### Short task
Could you render every line of the entries below as a JSON list of strings, one string per line, with blank lines left out?

### Material
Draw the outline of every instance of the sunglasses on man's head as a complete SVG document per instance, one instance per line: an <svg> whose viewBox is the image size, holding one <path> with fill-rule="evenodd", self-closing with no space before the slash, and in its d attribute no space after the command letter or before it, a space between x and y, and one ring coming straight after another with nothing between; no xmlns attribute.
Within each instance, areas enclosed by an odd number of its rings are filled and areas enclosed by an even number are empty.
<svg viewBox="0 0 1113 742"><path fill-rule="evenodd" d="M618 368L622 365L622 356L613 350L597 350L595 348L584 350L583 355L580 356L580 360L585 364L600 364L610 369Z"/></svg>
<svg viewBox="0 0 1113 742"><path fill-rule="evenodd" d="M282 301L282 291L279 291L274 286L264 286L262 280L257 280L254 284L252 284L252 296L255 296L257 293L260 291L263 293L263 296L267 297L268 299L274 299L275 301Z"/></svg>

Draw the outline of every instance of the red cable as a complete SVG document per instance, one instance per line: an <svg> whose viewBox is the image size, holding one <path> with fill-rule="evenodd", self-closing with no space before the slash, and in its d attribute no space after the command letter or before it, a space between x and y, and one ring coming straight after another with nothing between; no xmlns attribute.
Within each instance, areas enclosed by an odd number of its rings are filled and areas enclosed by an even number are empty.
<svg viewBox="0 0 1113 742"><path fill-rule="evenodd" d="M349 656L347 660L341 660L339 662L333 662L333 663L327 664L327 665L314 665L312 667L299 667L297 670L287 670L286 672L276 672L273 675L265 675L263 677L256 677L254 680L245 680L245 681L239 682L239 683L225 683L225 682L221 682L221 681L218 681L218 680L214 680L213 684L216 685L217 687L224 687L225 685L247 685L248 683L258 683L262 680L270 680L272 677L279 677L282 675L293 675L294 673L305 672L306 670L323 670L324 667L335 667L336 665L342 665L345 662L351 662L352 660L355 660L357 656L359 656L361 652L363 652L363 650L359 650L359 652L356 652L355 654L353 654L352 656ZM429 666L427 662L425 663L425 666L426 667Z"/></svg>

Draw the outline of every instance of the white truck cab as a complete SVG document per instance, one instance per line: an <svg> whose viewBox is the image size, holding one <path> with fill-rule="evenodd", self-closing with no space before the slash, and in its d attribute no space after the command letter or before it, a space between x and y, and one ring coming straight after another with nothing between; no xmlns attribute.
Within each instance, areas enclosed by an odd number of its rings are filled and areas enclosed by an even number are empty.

### Response
[
  "Draw the outline of every instance of the sunglasses on man's head as a complete SVG document per instance, one instance per line: an <svg> whose viewBox is the image size, holding one <path> with fill-rule=\"evenodd\", self-closing with no space before the slash, and in its d attribute no space after the command letter or before it, a space between x and y, and one ring coming straight after another with nothing between; no xmlns attribute.",
  "Within each instance, areas enclosed by an odd number of its rings are filled and areas enclosed by an even number are empty.",
  "<svg viewBox=\"0 0 1113 742\"><path fill-rule=\"evenodd\" d=\"M618 368L622 365L622 356L613 350L597 350L595 348L584 350L583 355L580 356L580 360L585 364L600 364L610 369Z\"/></svg>",
  "<svg viewBox=\"0 0 1113 742\"><path fill-rule=\"evenodd\" d=\"M282 301L282 291L279 291L274 286L264 286L262 280L257 280L254 284L252 284L252 296L255 296L257 293L260 291L263 293L263 296L267 297L268 299L274 299L275 301Z\"/></svg>",
  "Draw the outline of every instance of the red cable as a complete SVG document per instance, one instance per line: an <svg> whose viewBox is the image size, holding one <path> with fill-rule=\"evenodd\", self-closing with no space before the slash, and in its d attribute no space after the command letter or before it, a space between x and y, and one ring coming straight after another with nothing between; no xmlns attribute.",
  "Within each instance, areas enclosed by an odd number of its rings are filled and areas enclosed by an even number are empty.",
  "<svg viewBox=\"0 0 1113 742\"><path fill-rule=\"evenodd\" d=\"M349 656L347 660L341 660L339 662L333 662L333 663L327 664L327 665L314 665L312 667L299 667L297 670L287 670L286 672L276 672L273 675L265 675L263 677L256 677L254 680L245 680L245 681L239 682L239 683L225 683L225 682L221 682L221 681L218 681L218 680L214 680L213 684L216 685L217 687L224 687L225 685L247 685L248 683L258 683L262 680L270 680L272 677L279 677L282 675L293 675L294 673L305 672L306 670L323 670L324 667L335 667L336 665L342 665L345 662L351 662L352 660L355 660L357 656L359 656L361 652L363 652L363 650L359 650L359 652L356 652L355 654L353 654L352 656ZM429 666L427 662L425 663L425 666L426 667Z\"/></svg>",
  "Draw the outline of every instance of the white truck cab as a complete SVG document per instance, one instance per line: an <svg> whose viewBox is the image size, holding one <path> with fill-rule=\"evenodd\", self-closing with no space before the slash, and in its d attribute no space after the command letter or before it, a space between x and y, and one ring coming straight after another with nothing between; no xmlns attribute.",
  "Within each instance, areas enclosed by an odd number of its rings are filled and areas enclosed by an even number are empty."
]